DOCUMENT EXTRACT START

Back to AI App Dev Series

OpenAI SDK Track Part 4: Function Calling & Tools

May 22, 2026 Wasil Zafar 45 min read

Implement OpenAI function calling — define tools with JSON Schema, parallel and forced tool calling, multi-step tool orchestration loops, production patterns (retries, idempotency, timeouts, permissions), and building robust tool-augmented AI applications.

Table of Contents

  1. Tool Calling Fundamentals
  2. Tool Schemas
  3. Parallel Tool Calling
  4. Multi-Step Orchestration
  5. Production Patterns
  6. Built-In Tools & Advanced Config
What You’ll Learn: Function calling is how you give an AI model ‘hands’ — the ability to interact with the real world through your code. Instead of just generating text, the model can search databases, call APIs, update records, and trigger workflows. This article teaches you to design functions that the model understands intuitively, handle parallel calls, and enforce execution policies. Think of it like teaching a new employee which internal tools exist and how to use them.

1. Tool Calling Fundamentals

Function Calling Flow
sequenceDiagram
    participant User
    participant App
    participant Model as OpenAI Model
    participant Tool as Your Function

    User->>App: "What's the weather in London?"
    App->>Model: messages + tool definitions
    Model-->>App: tool_call: get_weather(city="London")
    App->>Tool: Execute get_weather("London")
    Tool-->>App: {"temp": 15, "condition": "cloudy"}
    App->>Model: messages + tool result
    Model-->>App: "It's 15°C and cloudy in London."
    App-->>User: Final answer
                        

Function calling is easiest to understand as a four-step handshake: define a schema, let the model decide whether a tool is needed, execute the tool in your own runtime, then feed the result back for synthesis. The example below walks through that exact loop end to end.

from openai import OpenAI
import json

client = OpenAI()

# Define tools the model can call
tools = [
    {
        "type": "function",
        "function": {
            "name": "get_weather",
            "description": "Get the current weather for a city",
            "parameters": {
                "type": "object",
                "properties": {
                    "city": {"type": "string", "description": "City name"},
                    "units": {"type": "string", "enum": ["celsius", "fahrenheit"], "description": "Temperature units"},
                },
                "required": ["city"],
                "additionalProperties": False,
            },
        },
    }
]

# Step 1: Send message with tools
response = client.responses.create(
    model="gpt-4.1-mini",
    input="What's the weather in London?",
    tools=tools,
)

DOCUMENT EXTRACT END
DATA PROVIDED START

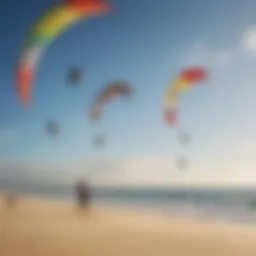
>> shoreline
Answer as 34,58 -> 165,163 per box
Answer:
0,197 -> 256,256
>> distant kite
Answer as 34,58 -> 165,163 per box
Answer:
90,82 -> 133,120
46,121 -> 60,136
164,67 -> 207,126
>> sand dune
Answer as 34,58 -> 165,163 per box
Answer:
0,194 -> 256,256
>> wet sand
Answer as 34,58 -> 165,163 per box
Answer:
0,195 -> 256,256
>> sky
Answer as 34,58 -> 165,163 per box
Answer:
0,0 -> 256,186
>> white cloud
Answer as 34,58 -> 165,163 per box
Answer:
0,128 -> 20,144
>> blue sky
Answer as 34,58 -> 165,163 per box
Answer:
0,0 -> 256,183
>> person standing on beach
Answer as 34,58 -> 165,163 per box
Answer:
75,180 -> 90,214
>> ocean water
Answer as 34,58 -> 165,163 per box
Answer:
0,183 -> 256,225
95,189 -> 256,225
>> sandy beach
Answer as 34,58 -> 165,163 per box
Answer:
0,195 -> 256,256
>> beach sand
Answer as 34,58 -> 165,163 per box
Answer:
0,195 -> 256,256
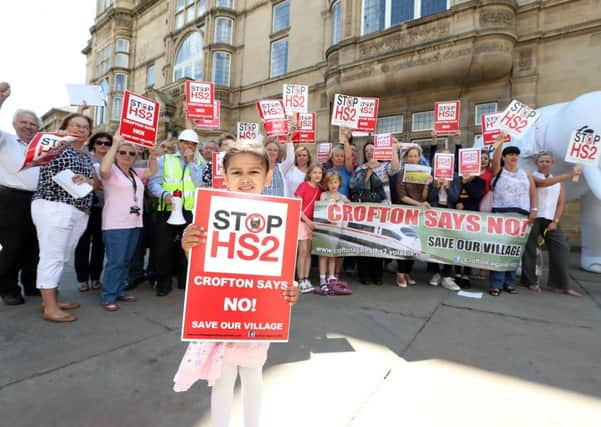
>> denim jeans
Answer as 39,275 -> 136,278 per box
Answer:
489,271 -> 516,289
102,228 -> 140,303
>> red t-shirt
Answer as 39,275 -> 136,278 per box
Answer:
294,181 -> 321,220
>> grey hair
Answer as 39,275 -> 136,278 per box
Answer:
13,108 -> 42,128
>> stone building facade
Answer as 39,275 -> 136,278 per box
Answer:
83,0 -> 601,241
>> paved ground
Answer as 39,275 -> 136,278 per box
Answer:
0,257 -> 601,427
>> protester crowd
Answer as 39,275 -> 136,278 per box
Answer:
0,82 -> 578,322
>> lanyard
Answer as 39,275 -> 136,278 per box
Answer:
117,165 -> 138,203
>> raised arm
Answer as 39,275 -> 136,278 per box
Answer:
492,132 -> 505,176
100,133 -> 123,179
338,127 -> 353,173
0,82 -> 10,108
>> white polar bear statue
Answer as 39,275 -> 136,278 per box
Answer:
482,91 -> 601,273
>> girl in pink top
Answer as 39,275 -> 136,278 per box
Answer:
294,165 -> 323,293
173,143 -> 298,427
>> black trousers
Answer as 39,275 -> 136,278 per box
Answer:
154,211 -> 192,289
0,186 -> 39,296
356,257 -> 383,282
128,206 -> 157,283
75,207 -> 104,283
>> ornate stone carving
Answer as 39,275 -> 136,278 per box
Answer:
480,9 -> 514,27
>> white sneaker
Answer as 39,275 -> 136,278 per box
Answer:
442,277 -> 461,291
428,273 -> 441,286
299,279 -> 313,294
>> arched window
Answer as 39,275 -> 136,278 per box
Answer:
173,32 -> 203,81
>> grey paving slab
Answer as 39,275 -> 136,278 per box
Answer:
405,307 -> 601,397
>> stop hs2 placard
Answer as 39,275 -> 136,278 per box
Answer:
182,189 -> 301,342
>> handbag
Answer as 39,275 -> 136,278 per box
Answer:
480,190 -> 493,212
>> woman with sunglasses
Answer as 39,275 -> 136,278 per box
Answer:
31,113 -> 94,322
100,134 -> 157,311
75,132 -> 113,292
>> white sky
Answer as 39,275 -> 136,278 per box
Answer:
0,0 -> 96,131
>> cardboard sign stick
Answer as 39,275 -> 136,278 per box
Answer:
572,164 -> 584,182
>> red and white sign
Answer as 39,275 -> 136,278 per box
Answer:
119,90 -> 160,147
565,130 -> 601,166
497,99 -> 540,139
282,84 -> 309,115
434,101 -> 461,135
192,99 -> 221,129
374,133 -> 394,162
236,122 -> 259,141
480,113 -> 511,146
186,80 -> 215,119
331,93 -> 380,132
182,189 -> 301,342
459,148 -> 480,176
211,151 -> 227,190
292,113 -> 316,144
257,99 -> 288,136
21,132 -> 77,170
434,153 -> 455,181
317,142 -> 332,163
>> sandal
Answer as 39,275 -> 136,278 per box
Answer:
102,302 -> 119,311
503,285 -> 518,294
396,273 -> 407,288
488,288 -> 501,297
117,294 -> 136,302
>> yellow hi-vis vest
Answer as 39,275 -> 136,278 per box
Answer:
157,154 -> 196,211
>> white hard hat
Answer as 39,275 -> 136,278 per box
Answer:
177,129 -> 200,144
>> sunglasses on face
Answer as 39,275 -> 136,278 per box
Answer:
119,150 -> 137,157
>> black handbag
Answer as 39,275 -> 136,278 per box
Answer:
350,174 -> 381,203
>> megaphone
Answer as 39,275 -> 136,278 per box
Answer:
167,190 -> 186,225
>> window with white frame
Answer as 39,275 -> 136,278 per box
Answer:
332,1 -> 342,44
111,96 -> 123,120
196,0 -> 207,16
146,64 -> 154,87
411,110 -> 434,132
269,38 -> 288,77
361,0 -> 450,34
113,73 -> 127,92
175,0 -> 200,30
213,52 -> 232,86
215,0 -> 234,9
474,102 -> 497,125
215,17 -> 234,44
98,0 -> 112,14
173,31 -> 203,81
96,45 -> 113,76
271,0 -> 290,33
115,39 -> 129,68
376,116 -> 403,133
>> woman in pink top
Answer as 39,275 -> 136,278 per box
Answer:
100,134 -> 156,311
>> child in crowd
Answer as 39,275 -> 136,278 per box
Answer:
173,144 -> 298,427
294,165 -> 323,293
315,171 -> 349,295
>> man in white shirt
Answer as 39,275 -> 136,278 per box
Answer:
0,82 -> 40,305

DATA PROVIDED END

#### YOUR INSTRUCTIONS:
Echo the entire function calling article back word for word. The lines play no role here.

#### TASK ANSWER:
Back to AI App Dev Series

OpenAI SDK Track Part 4: Function Calling & Tools

May 22, 2026 Wasil Zafar 45 min read

Implement OpenAI function calling — define tools with JSON Schema, parallel and forced tool calling, multi-step tool orchestration loops, production patterns (retries, idempotency, timeouts, permissions), and building robust tool-augmented AI applications.

Table of Contents

  1. Tool Calling Fundamentals
  2. Tool Schemas
  3. Parallel Tool Calling
  4. Multi-Step Orchestration
  5. Production Patterns
  6. Built-In Tools & Advanced Config
What You’ll Learn: Function calling is how you give an AI model ‘hands’ — the ability to interact with the real world through your code. Instead of just generating text, the model can search databases, call APIs, update records, and trigger workflows. This article teaches you to design functions that the model understands intuitively, handle parallel calls, and enforce execution policies. Think of it like teaching a new employee which internal tools exist and how to use them.

1. Tool Calling Fundamentals

Function Calling Flow
sequenceDiagram
    participant User
    participant App
    participant Model as OpenAI Model
    participant Tool as Your Function

    User->>App: "What's the weather in London?"
    App->>Model: messages + tool definitions
    Model-->>App: tool_call: get_weather(city="London")
    App->>Tool: Execute get_weather("London")
    Tool-->>App: {"temp": 15, "condition": "cloudy"}
    App->>Model: messages + tool result
    Model-->>App: "It's 15°C and cloudy in London."
    App-->>User: Final answer
                        

Function calling is easiest to understand as a four-step handshake: define a schema, let the model decide whether a tool is needed, execute the tool in your own runtime, then feed the result back for synthesis. The example below walks through that exact loop end to end.

from openai import OpenAI
import json

client = OpenAI()

# Define tools the model can call
tools = [
    {
        "type": "function",
        "function": {
            "name": "get_weather",
            "description": "Get the current weather for a city",
            "parameters": {
                "type": "object",
                "properties": {
                    "city": {"type": "string", "description": "City name"},
                    "units": {"type": "string", "enum": ["celsius", "fahrenheit"], "description": "Temperature units"},
                },
                "required": ["city"],
                "additionalProperties": False,
            },
        },
    }
]

# Step 1: Send message with tools
response = client.responses.create(
    model="gpt-4.1-mini",
    input="What's the weather in London?",
    tools=tools,
)